YOUR GOAL:
Please render the portion of the records that opens with the line containing "Task: annotation of the morales" and runs through the end of the records as a JSON list of strings, one string per line, with blank lines omitted.

━━━━━━━━━━━━━━━━

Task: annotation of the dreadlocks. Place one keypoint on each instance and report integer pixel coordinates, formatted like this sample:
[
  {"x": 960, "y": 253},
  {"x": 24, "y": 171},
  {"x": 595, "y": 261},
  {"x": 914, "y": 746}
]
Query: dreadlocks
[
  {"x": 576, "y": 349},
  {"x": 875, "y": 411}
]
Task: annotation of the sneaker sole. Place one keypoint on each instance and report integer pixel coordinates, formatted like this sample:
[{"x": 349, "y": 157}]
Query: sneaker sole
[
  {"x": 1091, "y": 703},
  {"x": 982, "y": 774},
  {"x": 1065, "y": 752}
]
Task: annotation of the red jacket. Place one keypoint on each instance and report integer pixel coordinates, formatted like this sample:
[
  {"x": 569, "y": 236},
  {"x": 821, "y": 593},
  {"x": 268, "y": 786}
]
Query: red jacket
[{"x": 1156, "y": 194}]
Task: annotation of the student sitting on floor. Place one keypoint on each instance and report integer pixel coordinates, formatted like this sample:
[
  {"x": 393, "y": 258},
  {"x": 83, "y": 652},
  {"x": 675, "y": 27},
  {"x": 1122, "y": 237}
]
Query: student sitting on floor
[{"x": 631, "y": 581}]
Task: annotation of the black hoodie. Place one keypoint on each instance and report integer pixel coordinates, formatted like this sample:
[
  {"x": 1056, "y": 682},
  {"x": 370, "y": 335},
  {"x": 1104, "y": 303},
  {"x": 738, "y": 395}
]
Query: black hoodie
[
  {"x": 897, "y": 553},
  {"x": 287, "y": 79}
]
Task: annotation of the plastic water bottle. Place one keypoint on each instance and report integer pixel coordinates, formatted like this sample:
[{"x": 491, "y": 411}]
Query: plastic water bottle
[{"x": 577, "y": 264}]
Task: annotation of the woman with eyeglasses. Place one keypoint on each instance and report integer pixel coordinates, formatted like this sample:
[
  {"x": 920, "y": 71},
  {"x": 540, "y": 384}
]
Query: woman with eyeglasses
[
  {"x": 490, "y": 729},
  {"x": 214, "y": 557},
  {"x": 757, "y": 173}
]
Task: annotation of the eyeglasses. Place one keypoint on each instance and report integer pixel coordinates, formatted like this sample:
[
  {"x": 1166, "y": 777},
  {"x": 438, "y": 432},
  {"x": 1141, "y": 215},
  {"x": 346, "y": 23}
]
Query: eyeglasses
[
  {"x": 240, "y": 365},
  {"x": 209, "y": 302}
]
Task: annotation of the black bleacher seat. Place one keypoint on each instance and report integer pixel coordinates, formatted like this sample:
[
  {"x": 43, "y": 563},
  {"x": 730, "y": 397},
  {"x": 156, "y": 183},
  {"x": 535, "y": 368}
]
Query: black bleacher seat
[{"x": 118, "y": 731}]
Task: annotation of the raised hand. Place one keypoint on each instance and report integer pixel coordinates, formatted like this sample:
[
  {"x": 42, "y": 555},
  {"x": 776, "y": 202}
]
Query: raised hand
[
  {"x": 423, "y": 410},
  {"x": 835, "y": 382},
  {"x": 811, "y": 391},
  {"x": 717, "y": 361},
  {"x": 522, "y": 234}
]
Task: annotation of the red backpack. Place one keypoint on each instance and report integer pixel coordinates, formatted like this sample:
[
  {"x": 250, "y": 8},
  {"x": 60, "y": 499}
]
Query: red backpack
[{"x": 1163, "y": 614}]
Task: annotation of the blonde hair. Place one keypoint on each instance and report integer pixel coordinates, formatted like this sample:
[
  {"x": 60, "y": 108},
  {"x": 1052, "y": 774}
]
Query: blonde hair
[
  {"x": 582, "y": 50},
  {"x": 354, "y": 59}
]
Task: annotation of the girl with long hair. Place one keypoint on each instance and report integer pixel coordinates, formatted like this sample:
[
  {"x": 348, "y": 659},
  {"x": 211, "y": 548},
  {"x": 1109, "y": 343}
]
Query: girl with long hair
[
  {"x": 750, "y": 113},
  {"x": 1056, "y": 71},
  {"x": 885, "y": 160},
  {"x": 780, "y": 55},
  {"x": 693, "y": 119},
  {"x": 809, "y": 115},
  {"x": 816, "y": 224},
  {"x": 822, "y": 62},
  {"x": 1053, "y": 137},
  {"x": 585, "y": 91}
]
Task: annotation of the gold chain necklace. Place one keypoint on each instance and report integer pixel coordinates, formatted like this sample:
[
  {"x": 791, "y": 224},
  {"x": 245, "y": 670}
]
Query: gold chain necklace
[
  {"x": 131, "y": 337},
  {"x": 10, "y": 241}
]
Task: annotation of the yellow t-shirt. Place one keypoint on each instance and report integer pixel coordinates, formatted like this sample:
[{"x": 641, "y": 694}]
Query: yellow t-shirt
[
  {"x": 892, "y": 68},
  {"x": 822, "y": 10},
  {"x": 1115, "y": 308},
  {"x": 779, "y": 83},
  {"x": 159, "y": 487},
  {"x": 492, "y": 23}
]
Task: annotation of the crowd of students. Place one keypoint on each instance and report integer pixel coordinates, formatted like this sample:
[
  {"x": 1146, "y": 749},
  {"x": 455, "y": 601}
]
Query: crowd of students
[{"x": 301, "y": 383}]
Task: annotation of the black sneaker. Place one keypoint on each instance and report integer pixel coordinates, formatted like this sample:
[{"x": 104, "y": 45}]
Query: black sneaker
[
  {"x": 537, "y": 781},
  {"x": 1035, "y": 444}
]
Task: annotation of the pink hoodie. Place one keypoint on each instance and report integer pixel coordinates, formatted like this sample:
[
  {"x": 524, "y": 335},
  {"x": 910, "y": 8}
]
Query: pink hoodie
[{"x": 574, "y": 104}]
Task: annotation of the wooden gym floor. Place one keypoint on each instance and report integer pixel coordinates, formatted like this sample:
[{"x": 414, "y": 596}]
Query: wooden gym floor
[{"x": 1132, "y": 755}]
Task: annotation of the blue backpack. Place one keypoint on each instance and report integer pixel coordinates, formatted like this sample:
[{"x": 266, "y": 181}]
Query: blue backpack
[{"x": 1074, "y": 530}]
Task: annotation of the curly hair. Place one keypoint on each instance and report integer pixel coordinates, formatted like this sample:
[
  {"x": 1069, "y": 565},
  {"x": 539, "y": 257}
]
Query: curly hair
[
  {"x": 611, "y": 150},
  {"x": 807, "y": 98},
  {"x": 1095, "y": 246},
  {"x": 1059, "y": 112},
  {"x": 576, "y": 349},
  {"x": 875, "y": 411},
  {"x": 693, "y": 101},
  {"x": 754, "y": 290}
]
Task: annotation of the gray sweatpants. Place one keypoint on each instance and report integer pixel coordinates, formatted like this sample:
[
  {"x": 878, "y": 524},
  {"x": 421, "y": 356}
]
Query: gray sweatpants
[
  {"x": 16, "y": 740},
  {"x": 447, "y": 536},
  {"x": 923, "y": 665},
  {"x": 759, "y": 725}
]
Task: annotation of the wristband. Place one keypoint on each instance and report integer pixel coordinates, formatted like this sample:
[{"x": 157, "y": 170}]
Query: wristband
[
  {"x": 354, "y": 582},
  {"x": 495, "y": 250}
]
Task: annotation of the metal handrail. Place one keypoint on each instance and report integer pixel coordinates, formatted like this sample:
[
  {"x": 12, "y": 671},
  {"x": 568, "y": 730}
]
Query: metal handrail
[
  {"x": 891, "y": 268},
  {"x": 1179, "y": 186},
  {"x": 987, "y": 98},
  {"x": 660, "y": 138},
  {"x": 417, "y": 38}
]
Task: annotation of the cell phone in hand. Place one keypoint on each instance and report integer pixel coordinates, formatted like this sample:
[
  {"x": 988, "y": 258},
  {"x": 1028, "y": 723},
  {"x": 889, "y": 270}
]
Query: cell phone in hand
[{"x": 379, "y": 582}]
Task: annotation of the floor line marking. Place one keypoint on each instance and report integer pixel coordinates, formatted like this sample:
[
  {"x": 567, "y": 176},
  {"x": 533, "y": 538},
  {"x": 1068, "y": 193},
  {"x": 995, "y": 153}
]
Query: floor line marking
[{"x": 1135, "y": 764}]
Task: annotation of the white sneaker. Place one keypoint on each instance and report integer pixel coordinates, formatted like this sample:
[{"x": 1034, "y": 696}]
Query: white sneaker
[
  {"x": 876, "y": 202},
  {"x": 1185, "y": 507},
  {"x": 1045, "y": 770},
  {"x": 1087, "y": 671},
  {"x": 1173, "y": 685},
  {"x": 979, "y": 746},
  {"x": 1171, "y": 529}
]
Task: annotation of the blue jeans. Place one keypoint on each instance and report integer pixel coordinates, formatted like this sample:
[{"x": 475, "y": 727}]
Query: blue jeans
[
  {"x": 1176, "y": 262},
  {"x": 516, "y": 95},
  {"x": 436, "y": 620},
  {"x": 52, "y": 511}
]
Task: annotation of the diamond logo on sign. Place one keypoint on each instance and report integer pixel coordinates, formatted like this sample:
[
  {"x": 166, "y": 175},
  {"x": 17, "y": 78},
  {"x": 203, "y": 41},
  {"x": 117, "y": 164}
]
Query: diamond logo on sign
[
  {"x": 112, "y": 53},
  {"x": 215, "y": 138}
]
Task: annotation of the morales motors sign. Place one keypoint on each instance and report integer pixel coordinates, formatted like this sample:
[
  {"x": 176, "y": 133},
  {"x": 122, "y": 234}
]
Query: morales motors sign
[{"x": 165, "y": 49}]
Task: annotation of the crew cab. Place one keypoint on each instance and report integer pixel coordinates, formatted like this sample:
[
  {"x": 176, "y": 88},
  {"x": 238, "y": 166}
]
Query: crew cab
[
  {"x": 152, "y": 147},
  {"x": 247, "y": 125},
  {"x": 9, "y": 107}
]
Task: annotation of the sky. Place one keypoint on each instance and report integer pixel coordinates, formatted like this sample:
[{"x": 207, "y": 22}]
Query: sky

━━━━━━━━━━━━━━━━

TASK ANSWER:
[
  "Task: annotation of the morales motors sign. Place one keypoint on each instance and report integer pixel coordinates, formatted like this sample:",
  "[",
  "  {\"x\": 176, \"y\": 133},",
  "  {\"x\": 122, \"y\": 234}",
  "]",
  "Query: morales motors sign",
  "[{\"x\": 165, \"y\": 49}]",
  "Task: annotation of the crew cab. Place one keypoint on each instance and report integer pixel coordinates, formatted like this sample:",
  "[",
  "  {\"x\": 176, \"y\": 88},",
  "  {\"x\": 238, \"y\": 166}",
  "]",
  "Query: crew cab",
  "[",
  "  {\"x\": 152, \"y\": 147},",
  "  {\"x\": 247, \"y\": 125},",
  "  {\"x\": 9, \"y\": 107}",
  "]",
  "Task: annotation of the sky. Place one keypoint on each instance and report integer pixel coordinates, formatted like this sample:",
  "[{\"x\": 207, \"y\": 22}]",
  "Query: sky"
]